EXTRACTED ENTRIES:
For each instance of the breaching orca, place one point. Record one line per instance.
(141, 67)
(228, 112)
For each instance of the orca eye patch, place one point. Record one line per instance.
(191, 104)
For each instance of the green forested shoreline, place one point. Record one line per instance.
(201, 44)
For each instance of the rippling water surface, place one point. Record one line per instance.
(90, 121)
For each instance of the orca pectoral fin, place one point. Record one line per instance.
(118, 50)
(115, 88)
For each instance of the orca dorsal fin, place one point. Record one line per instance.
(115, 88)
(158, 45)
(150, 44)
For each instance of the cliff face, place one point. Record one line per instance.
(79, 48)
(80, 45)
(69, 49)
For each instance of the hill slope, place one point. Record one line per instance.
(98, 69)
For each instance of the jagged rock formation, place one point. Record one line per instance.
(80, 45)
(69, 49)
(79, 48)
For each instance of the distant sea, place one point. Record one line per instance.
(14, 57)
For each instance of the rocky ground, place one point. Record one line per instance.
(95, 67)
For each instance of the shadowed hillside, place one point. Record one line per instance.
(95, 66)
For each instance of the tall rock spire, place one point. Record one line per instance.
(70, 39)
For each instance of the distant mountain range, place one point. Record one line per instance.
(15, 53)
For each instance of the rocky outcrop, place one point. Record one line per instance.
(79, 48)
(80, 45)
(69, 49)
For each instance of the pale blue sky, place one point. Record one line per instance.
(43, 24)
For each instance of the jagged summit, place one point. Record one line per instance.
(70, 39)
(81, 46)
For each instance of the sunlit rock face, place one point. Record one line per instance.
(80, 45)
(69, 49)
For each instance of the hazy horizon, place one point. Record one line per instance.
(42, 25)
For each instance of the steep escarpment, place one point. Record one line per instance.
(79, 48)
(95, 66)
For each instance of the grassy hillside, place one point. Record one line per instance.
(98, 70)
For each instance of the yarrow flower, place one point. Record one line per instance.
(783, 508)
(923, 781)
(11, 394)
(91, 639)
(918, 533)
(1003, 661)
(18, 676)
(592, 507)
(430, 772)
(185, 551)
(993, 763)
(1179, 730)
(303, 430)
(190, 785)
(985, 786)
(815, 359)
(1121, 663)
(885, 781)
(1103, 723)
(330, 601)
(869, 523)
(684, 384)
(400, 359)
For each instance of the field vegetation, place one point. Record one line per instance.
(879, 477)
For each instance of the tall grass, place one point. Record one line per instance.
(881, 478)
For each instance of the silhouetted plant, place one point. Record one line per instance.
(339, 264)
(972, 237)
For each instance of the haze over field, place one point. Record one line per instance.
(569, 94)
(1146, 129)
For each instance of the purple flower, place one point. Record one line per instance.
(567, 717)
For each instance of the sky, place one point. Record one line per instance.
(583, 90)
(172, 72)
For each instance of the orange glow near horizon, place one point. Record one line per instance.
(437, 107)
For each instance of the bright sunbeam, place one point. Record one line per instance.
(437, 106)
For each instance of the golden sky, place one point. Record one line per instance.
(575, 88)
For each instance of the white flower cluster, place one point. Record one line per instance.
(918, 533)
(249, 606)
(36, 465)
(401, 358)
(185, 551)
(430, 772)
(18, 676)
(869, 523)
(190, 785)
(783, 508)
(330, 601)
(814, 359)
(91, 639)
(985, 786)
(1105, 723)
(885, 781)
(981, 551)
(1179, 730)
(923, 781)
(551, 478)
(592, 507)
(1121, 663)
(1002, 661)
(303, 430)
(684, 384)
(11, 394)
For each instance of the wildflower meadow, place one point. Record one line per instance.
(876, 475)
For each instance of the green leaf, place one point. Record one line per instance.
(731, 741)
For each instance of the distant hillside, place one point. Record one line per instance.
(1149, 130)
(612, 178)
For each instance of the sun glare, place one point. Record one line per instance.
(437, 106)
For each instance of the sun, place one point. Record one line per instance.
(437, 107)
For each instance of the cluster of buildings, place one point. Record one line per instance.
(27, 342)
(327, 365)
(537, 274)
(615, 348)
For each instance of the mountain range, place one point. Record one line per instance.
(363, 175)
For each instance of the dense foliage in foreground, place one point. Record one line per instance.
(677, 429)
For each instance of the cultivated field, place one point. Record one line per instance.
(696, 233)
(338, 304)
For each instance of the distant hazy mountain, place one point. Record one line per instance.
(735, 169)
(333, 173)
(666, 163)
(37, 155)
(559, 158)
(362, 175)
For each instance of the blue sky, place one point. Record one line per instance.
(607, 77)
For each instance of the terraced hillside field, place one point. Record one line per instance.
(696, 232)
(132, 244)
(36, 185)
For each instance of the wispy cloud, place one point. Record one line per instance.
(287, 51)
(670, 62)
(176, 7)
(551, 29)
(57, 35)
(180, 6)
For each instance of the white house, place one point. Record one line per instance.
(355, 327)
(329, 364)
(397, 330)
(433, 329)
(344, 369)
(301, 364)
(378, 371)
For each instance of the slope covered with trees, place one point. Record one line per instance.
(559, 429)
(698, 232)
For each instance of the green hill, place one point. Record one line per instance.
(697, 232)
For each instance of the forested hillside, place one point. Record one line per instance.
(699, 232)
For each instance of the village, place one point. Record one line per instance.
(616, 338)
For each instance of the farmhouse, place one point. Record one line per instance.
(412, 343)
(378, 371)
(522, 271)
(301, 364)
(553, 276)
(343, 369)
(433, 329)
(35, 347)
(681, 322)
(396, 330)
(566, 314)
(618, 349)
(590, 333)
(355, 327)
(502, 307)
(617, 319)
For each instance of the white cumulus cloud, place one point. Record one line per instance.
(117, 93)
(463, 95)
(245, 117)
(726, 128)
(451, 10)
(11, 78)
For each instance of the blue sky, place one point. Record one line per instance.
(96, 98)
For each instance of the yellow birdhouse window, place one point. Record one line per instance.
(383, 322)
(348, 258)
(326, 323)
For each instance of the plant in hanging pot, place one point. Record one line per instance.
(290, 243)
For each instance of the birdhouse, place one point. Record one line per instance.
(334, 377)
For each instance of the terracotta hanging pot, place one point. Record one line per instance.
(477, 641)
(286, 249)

TASK TO CARRY OUT:
Please return the records above exactly as they are written.

RESULT FOR THIS TASK:
For each instance of the breaching orca, place one point. Record one line per instance.
(141, 67)
(228, 112)
For each instance of the orca eye patch, place one point. Record one line per instance.
(191, 104)
For each instance of the green forested shoreline, place one point. Record one line per instance.
(201, 44)
For each instance of the rippling water surface, place one point. Record one line per instance.
(90, 121)
For each instance of the orca pectoral fin, place one point. Record one line per instance.
(118, 50)
(115, 88)
For each instance of the orca dorsal fin, place one point. Record one line per instance.
(115, 88)
(158, 45)
(150, 44)
For each instance of the cliff face, place one point. Record one line per instance.
(79, 48)
(80, 45)
(69, 49)
For each instance of the hill slope, place one point. Record one line per instance.
(98, 69)
For each instance of the jagged rock formation, place one point. Record one line per instance.
(80, 45)
(69, 49)
(79, 48)
For each instance of the distant sea, place one point. Record one line per instance.
(14, 57)
For each instance of the rocky ground, place one point. Record one line per instance.
(95, 67)
For each instance of the shadowed hillside, place one point. Record one line per instance.
(95, 66)
For each instance of the tall rock spire, place one point. Record one line per instance.
(70, 39)
For each instance of the distant mountain range, place one point. Record one line per instance.
(15, 53)
For each instance of the rocky outcrop, place one point. Record one line per instance.
(79, 48)
(80, 45)
(69, 49)
For each instance of the pale blue sky, place one point. Record one line per instance.
(43, 24)
For each instance of the jagged summit, place one point. Record one line per instance.
(70, 39)
(81, 46)
For each instance of the sunlit rock face, place one point. Record one line per instance.
(80, 45)
(69, 49)
For each instance of the hazy horizon, place one point. Record one line per instance.
(42, 25)
For each instance of the steep escarpment, place one point. Record one line per instance.
(79, 48)
(95, 66)
For each instance of the grassy hillside, place one point. Record one line per instance.
(98, 70)
For each instance of the yarrow flower, place one point. Record one line per instance.
(783, 508)
(923, 781)
(11, 394)
(91, 639)
(918, 533)
(1003, 661)
(18, 676)
(592, 507)
(430, 772)
(185, 551)
(993, 763)
(1179, 730)
(303, 430)
(190, 785)
(985, 786)
(815, 359)
(1121, 663)
(885, 781)
(1103, 723)
(330, 601)
(869, 523)
(684, 384)
(400, 359)
For each instance of the field vegetation, place one point. Record one line per instance.
(879, 477)
For each instance of the tall grass, place one point. Record one line per instance.
(881, 478)
For each instance of the silhouetted plant, place one point. Record one line per instance.
(339, 264)
(972, 237)
For each instance of the haze over field, place one point. Record one line per instance.
(569, 94)
(1146, 129)
For each instance of the purple flower, place one point. Record one line per instance.
(567, 717)
For each instance of the sky, place one point. Record one line per instance.
(583, 90)
(172, 72)
For each instance of the orange glow near horizon, place one point. Record one line per instance.
(437, 107)
For each instance of the bright sunbeam, place one point. Record one line per instance.
(437, 106)
For each instance of the golden sky, place one point. Record one line per instance.
(575, 88)
For each instance of the white flower cluster, place one point. Record one line per instance.
(918, 533)
(249, 606)
(36, 465)
(401, 358)
(185, 551)
(430, 772)
(18, 676)
(869, 523)
(190, 785)
(783, 508)
(330, 601)
(814, 359)
(91, 639)
(985, 786)
(1105, 723)
(885, 781)
(981, 551)
(1179, 730)
(923, 781)
(551, 478)
(592, 507)
(1121, 663)
(1002, 661)
(303, 430)
(684, 384)
(11, 394)
For each instance of the wildflower meadow, place one point. Record one line per instance.
(876, 475)
For each instance of the green leaf, place one point. Record one line per instance.
(731, 741)
For each instance of the distant hillside, place one point. Record one line per instance.
(1149, 130)
(612, 178)
For each instance of the sun glare, place one point. Record one line per instance.
(437, 106)
For each instance of the sun, place one point. Record one line per instance.
(437, 107)
For each instance of the cluster of buildings, place one point. Record one line per instance.
(27, 342)
(327, 365)
(537, 274)
(615, 348)
For each instance of the mountain range, place one point. Record one line per instance.
(363, 175)
For each instance of the dense foliage in foreground, place one point. Record one line per instance.
(677, 429)
For each instance of the cultivated field, place one point. Record one line per instance.
(696, 233)
(338, 304)
For each instance of the distant hazy mountain, place one point. Record one line per instance.
(735, 169)
(333, 173)
(666, 163)
(37, 155)
(559, 158)
(362, 175)
For each instance of the blue sky, place one point. Record one line per instance.
(607, 77)
For each instance of the terraced hillside field, place one point. Record one line per instance.
(696, 232)
(132, 244)
(36, 185)
For each instance of the wispy cloud, place one point. Record one line per instance.
(287, 51)
(670, 62)
(176, 7)
(551, 29)
(57, 35)
(180, 6)
For each instance of the white house, place one point. Record one line per instance.
(355, 327)
(329, 364)
(397, 330)
(433, 329)
(344, 369)
(301, 364)
(378, 371)
For each instance of the slope covered with trees, place one point. Record one line per instance.
(559, 429)
(698, 232)
For each instance of the green hill, place one point. Record one line per instance.
(697, 232)
For each instance of the forested hillside, place one point. Record one line per instance.
(699, 232)
For each instance of the village, place one point. Record one line per instance.
(616, 338)
For each instance of the farmhouse, place one point. Record one line per instance.
(412, 343)
(378, 371)
(522, 271)
(301, 364)
(553, 276)
(343, 369)
(433, 329)
(35, 347)
(681, 322)
(396, 330)
(566, 314)
(618, 349)
(590, 333)
(355, 327)
(502, 307)
(617, 319)
For each instance of the white cumulus cloud, place one point. Record one line per instance.
(117, 93)
(463, 95)
(245, 117)
(726, 128)
(451, 10)
(11, 78)
For each instance of the blue sky, place one point. Record one line per instance.
(96, 98)
For each instance of the yellow birdhouse window, place one point. Record one line per instance.
(383, 322)
(348, 258)
(326, 323)
For each instance of the plant in hanging pot, place one point. Record one line per instance.
(290, 243)
For each instance of the birdhouse, place one point. Record one line per instance.
(334, 377)
For each instance of the terracotta hanging pot, place one point. Record one line per instance.
(477, 641)
(286, 249)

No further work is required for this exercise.